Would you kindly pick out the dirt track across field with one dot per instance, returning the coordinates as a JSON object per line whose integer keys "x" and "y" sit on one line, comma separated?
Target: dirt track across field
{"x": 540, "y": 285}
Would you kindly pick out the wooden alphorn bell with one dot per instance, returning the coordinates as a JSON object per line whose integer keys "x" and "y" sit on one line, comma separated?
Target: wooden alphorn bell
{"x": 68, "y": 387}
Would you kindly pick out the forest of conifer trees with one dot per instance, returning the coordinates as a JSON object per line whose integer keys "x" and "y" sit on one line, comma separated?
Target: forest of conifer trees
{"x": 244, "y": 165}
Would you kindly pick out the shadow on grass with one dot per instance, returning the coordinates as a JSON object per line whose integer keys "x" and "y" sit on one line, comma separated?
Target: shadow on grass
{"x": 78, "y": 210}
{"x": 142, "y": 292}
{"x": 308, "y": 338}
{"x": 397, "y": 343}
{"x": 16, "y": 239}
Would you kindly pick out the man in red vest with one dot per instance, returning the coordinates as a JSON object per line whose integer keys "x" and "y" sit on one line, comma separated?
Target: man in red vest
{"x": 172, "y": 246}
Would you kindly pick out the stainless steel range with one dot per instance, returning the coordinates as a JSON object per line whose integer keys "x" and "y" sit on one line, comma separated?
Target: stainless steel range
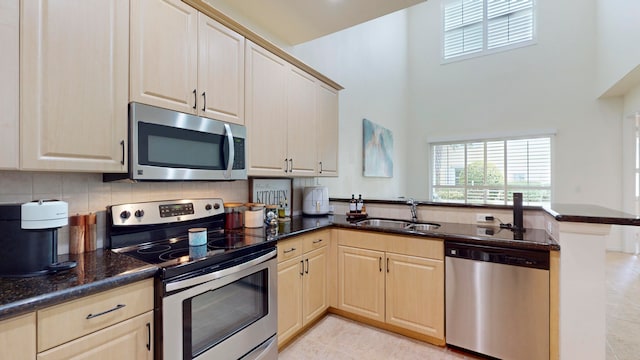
{"x": 213, "y": 301}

▶ [ACTIVITY] Would you please copy, word for word, everything above from the line containing "Target: forest of conifer trees" down to the line containing "Would you kindly pick out the shadow", those two lines included?

▶ [OUTPUT FOR THIS TASK]
Target: forest of conifer trees
{"x": 244, "y": 165}
Would you kindly pick out the shadow on grass with one dot per instance, returning the coordinates as a JSON object per line whose integer keys "x" and "y" sit on one line, comma separated?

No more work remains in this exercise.